→ **DATASET RECORDS**
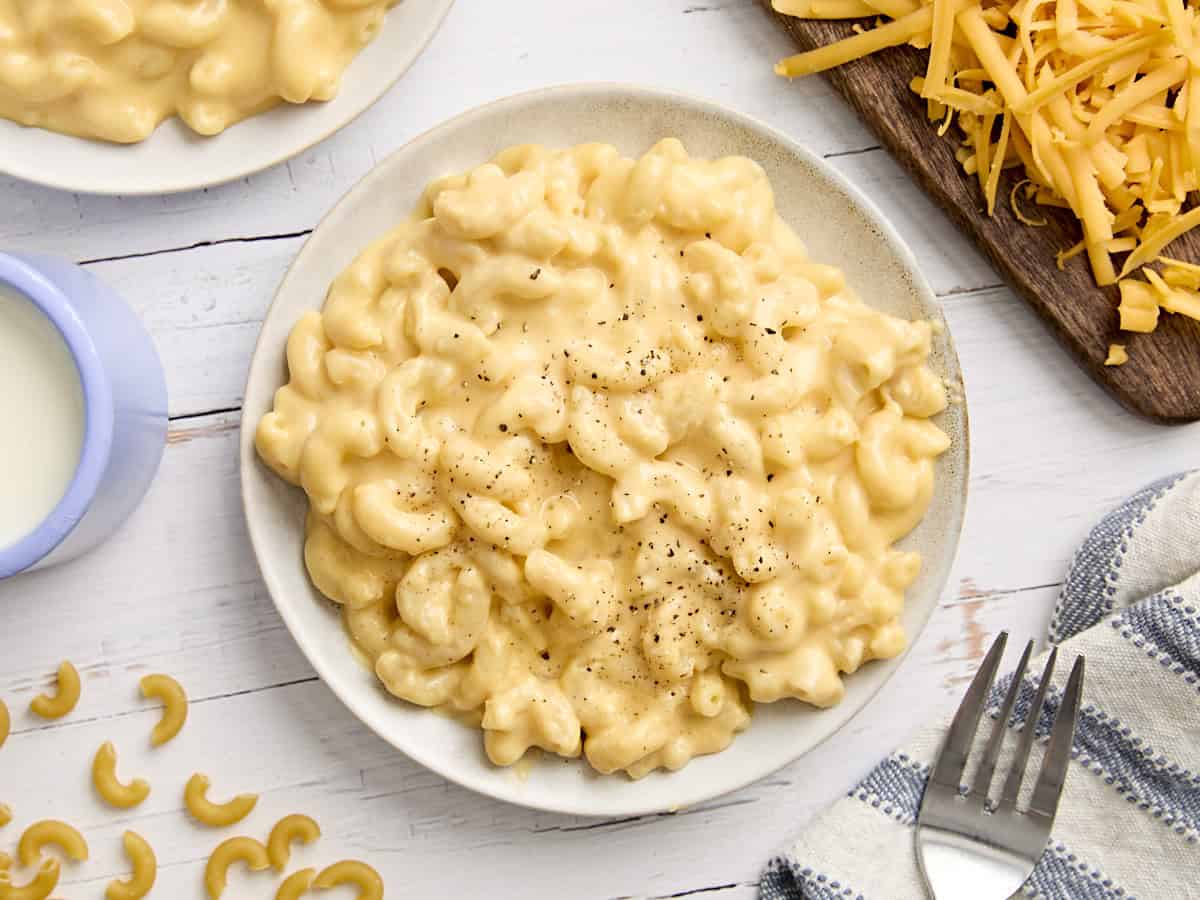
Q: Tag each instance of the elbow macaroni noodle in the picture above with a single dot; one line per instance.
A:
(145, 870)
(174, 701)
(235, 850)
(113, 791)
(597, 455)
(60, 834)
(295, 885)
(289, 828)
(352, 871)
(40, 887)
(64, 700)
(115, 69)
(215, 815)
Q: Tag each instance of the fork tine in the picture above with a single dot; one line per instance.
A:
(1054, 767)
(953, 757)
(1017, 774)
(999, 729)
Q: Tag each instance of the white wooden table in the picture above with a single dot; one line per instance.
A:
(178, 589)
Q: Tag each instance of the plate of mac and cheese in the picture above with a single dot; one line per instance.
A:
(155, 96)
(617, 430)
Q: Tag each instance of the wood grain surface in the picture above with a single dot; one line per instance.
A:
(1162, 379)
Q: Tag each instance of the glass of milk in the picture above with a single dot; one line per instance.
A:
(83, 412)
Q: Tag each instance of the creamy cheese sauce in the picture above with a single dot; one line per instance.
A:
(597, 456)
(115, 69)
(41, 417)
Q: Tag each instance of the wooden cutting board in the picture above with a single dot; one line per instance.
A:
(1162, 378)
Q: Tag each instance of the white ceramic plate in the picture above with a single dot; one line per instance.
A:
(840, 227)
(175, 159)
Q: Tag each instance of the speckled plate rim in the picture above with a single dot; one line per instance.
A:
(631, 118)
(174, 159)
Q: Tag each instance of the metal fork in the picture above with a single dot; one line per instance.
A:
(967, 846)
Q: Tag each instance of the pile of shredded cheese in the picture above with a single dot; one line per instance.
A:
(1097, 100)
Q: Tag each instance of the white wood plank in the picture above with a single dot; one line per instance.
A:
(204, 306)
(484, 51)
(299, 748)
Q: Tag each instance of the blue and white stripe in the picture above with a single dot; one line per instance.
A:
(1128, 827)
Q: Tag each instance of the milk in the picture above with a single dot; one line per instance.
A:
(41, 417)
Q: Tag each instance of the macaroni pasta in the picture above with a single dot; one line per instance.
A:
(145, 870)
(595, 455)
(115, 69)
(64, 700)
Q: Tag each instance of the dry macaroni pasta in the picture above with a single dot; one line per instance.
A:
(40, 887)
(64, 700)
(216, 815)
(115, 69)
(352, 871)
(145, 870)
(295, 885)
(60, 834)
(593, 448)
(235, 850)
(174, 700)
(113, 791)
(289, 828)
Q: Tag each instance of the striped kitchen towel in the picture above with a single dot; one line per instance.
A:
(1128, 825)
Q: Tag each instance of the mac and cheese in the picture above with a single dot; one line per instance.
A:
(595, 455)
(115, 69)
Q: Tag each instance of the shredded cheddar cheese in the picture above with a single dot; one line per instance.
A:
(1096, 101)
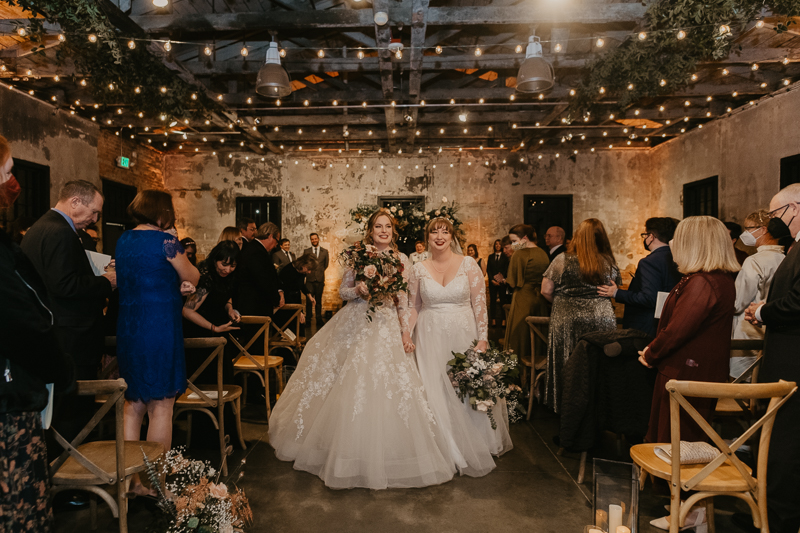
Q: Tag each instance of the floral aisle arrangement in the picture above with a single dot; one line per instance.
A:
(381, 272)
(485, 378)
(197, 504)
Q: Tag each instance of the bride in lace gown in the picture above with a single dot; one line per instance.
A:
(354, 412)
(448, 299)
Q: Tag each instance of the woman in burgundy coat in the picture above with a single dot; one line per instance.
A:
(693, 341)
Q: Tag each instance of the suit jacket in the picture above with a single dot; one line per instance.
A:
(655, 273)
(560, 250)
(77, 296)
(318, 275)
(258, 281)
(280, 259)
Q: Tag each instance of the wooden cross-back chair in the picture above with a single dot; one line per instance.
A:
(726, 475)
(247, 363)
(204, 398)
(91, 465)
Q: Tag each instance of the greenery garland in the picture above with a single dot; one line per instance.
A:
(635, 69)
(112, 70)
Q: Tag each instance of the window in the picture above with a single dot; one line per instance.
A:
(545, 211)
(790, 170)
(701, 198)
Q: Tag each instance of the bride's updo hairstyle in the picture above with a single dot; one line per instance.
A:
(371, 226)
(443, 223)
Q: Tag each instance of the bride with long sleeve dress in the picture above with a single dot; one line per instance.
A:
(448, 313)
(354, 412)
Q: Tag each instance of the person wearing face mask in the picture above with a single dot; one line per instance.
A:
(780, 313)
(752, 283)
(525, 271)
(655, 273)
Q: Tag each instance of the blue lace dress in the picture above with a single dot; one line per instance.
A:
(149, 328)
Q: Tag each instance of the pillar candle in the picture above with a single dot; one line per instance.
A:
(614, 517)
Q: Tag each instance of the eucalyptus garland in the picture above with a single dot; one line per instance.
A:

→ **WHAT YOU NEED TO DO**
Rewrite all of the data above, putting "with one point" wherever "with a single dot" appears and leaving everything else unchanged. Omit the pictures.

→ **EXERCISE SOLUTION**
Q: Tag each instance of the elbow macaroni noodle in the picture above with one point; one line per instance.
A:
(145, 870)
(174, 701)
(235, 850)
(113, 791)
(597, 455)
(60, 834)
(295, 885)
(289, 828)
(352, 871)
(40, 887)
(64, 700)
(115, 69)
(215, 815)
Q: Tag each instance of the fork tine in the picture above with one point; one line per instance.
A:
(1054, 767)
(953, 757)
(1017, 774)
(999, 729)
Q: Tag each instance of the white wooden table in the picture above with one point; one line per instance.
A:
(178, 589)
Q: Tag each instance of the plate of mac and cheese in the picture above with one point; one line per instance.
A:
(155, 96)
(617, 430)
Q: Tag each instance of the wood grain surface in the picture above with one point; one line per instance.
A:
(1162, 379)
Q: Tag each instance of the glass of milk in the picture above with one point; one line per instance.
A:
(83, 412)
Q: Tag each instance of the creamy cheese sauce in the picture above with one point; one line per instance.
A:
(597, 456)
(115, 69)
(41, 417)
Q: Tag each instance of the wooden cutting board in the picture above with one point; one line per instance.
A:
(1162, 378)
Q: Tag each instance of the white ceramic plate in the picture above with one point; one line per instance.
A:
(840, 227)
(175, 159)
Q: Tag each instance of the speckled plate rim in the picture above with one point; one line per instance.
A:
(631, 118)
(174, 159)
Q: Tag each instance of the metal fork in the picture above with one point; one line per instance.
A:
(967, 846)
Q: Tag each instance of the pile of shredded cheese in the picture above with one point; one line per instance.
A:
(1097, 100)
Q: Tag each instance of the white wood plank in the picture above with one point; one line per instance.
A:
(204, 306)
(484, 51)
(299, 748)
Q: Tag each instance of the blue and white stripe in the picture above with one point; one line per instance.
A:
(1128, 827)
Q: Tag each instance of the milk in the picture above with one point; one line per instance.
A:
(41, 417)
Q: Tag each instance of the macaroni pasta in the picture above with one point; one line per instance.
A:
(145, 870)
(595, 455)
(115, 69)
(64, 700)
Q: Tag each instance of the dry macaroni pasta in the picture above with one point; one line per instance.
A:
(40, 887)
(64, 700)
(216, 815)
(115, 69)
(352, 871)
(145, 870)
(295, 885)
(60, 834)
(593, 448)
(235, 850)
(174, 700)
(113, 791)
(289, 828)
Q: Tag each instance of the striped kitchen towel in the picture above with one point; one line per instance.
A:
(1128, 825)
Q: Tag each instance of the mac and cheese in the picture above with one point; one line per instance.
A:
(595, 455)
(115, 69)
Q: Tag each instance of the shredded cheddar cheese in the picture above with one point; one line per instance.
A:
(1096, 101)
Q: Tag each instance of the floral aisle arrangement in the picture above with one point; one line per instance.
A:
(381, 272)
(485, 378)
(197, 504)
Q: Tag each instance of the bride in lace gown in the picture above with one point; one line per instance.
A:
(354, 412)
(448, 299)
Q: Tag each instance of the woman in burgundy coat in the picture above with one point; one line per instance.
A:
(693, 341)
Q: Tag each instance of the suit jacket in the picture above with one point; one line per instance.
A:
(655, 273)
(560, 250)
(77, 296)
(318, 275)
(258, 281)
(280, 259)
Q: Tag each instance of the wooden cross-back chair in the picture above with one point; one line per instance.
A:
(726, 475)
(247, 363)
(204, 398)
(91, 465)
Q: Tag each instance of the greenery garland in the picture above with one point; one line per instance.
A:
(635, 69)
(112, 70)
Q: Tag each instance of the window in the picture above with one point; one line per instance.
A:
(545, 211)
(790, 170)
(701, 198)
Q: Tag each instance of the bride's updo hairstyle in the picture above with one point; one line per instance.
A:
(371, 226)
(443, 223)
Q: Tag each instance of the bride with long sleeve dress in the picture above with one point; one line per instance.
A:
(448, 313)
(354, 412)
Q: Tag each instance of the person wearing face mask in the picture above with one point; one line per instance.
A:
(780, 313)
(752, 283)
(525, 271)
(655, 273)
Q: Tag each instance of the blue lace dress in the picture above with one point; one line per instance.
A:
(149, 328)
Q: Tag each instance of the pillar candle in the picture above with one point; one line per instance.
A:
(614, 517)
Q: Tag each instance of the eucalyptus garland in the picture above with one point; one line per instance.
A:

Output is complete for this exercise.